PAGE TEXT =>

************

New York City's long-awaited congestion pricing scheme has overcome a major hurdle as the Federal Highway Administration (FHWA) granted near-final approval for tolling motorists who drive in Manhattan below 60th Street. This development marks a significant step forward in implementing the program, which was initially approved four years ago for a subset of drivers in the Big Apple. The recently announced requirements provide more clarity on how the tolling process operates and sheds some light on various economic principles at play.
Traffic congestion is a classic example of negative externalities. Individuals make decisions about whether to drive based on their own costs and benefits, but when too many people hop in their cars to drive to work, the roads become congested. This congestion imposes a cost not only on the drivers but also to society beyond the direct participants in traffic. There are a number of external costs associated with traffic congestion, including:
Increased travel times and delays for all drivers
Frustration that impacts productivity, quality of life, and overall well-being
High fuel consumption and emissions
Increased strain on infrastructure
Thus, traffic congestion exemplifies the negative spillover effects that arise when individual decisions to use roads collectively result in a suboptimal outcome for society as a whole. Congestion pricing aims to reduce traffic congestion in busy urban areas by charging drivers a fee to enter designated zones that are prone to congestion. The pricing scheme incorporates several economic principles, and policymakers hope to achieve multiple objectives beyond reducing traffic volume and improving air quality, including generating revenue for mass transit improvements and addressing social justice concerns.
Instead of charging a single toll rate to drive among the core area of Manhattan, the Metropolitan Transportation Authority (MTA) will take a more market-based approach by charging toll rates between $5 to $23 depending on the time of day. A market-based pricing approach ensures that toll rates reflect the demand for road usage during different times of day, discouraging peak-hour driving and incentivizing alternative transportation options. It aligns more closely with the concepts of supply and demand, where higher prices during popular time periods encourage drivers to seek alternatives or drive into the city during non-peak hours.

************

STORED DATA =>
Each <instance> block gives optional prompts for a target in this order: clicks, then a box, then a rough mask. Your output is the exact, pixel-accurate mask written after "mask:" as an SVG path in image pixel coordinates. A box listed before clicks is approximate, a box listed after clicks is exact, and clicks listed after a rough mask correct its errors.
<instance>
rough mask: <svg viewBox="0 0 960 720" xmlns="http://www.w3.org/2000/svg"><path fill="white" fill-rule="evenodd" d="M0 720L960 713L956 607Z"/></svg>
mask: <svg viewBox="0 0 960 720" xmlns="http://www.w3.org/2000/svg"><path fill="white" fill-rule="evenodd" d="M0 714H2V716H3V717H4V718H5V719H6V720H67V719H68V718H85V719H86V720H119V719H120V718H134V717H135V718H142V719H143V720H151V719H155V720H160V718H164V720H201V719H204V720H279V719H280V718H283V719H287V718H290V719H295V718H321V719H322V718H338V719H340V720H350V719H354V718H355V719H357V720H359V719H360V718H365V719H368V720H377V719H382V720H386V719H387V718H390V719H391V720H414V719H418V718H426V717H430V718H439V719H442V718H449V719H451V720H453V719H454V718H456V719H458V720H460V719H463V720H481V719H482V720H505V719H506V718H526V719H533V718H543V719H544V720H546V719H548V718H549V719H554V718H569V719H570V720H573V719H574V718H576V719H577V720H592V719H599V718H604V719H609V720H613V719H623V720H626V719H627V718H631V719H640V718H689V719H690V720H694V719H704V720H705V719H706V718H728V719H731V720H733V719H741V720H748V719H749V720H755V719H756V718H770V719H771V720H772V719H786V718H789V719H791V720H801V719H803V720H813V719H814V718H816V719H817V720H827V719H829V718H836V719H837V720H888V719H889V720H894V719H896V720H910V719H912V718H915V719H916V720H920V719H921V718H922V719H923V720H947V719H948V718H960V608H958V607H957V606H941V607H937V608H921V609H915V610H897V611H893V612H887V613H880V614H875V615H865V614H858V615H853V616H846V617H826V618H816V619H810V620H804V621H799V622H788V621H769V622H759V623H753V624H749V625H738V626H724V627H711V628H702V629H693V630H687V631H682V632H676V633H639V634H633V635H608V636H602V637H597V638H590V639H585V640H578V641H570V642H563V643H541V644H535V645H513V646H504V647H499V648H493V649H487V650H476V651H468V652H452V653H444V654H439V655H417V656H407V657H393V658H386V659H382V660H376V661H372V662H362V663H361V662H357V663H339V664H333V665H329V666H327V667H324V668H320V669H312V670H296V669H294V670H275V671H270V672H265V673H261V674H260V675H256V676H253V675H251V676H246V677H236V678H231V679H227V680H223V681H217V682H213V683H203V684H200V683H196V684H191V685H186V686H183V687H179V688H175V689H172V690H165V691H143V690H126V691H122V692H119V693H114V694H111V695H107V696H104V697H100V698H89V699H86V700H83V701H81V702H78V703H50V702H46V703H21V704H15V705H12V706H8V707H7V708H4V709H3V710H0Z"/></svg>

************

TASKS FOR THIS EXERCISE =>
• 1. Answer these questions from the congestion pricing article:
(a) Which agency granted near-final approval for the tolling?
(b) South of which Manhattan street will motorists be tolled?
(c) What range of toll rates will the Metropolitan Transportation Authority charge?
• 2. Transcribe the congestion pricing article word for word, everything from "Instead of charging" down to "during non-peak hours.".
Answer from the congestion pricing article only, not from the listing.

ANSWERS FOR THE EXERCISE =>
• 1.
(a) The Federal Highway Administration (FHWA)
(b) 60th Street
(c) $5 to $23, depending on the time of day

• 2.
Instead of charging a single toll rate to drive among the core area of Manhattan, the Metropolitan Transportation Authority (MTA) will take a more market-based approach by charging toll rates between $5 to $23 depending on the time of day. A market-based pricing approach ensures that toll rates reflect the demand for road usage during different times of day, discouraging peak-hour driving and incentivizing alternative transportation options. It aligns more closely with the concepts of supply and demand, where higher prices during popular time periods encourage drivers to seek alternatives or drive into the city during non-peak hours.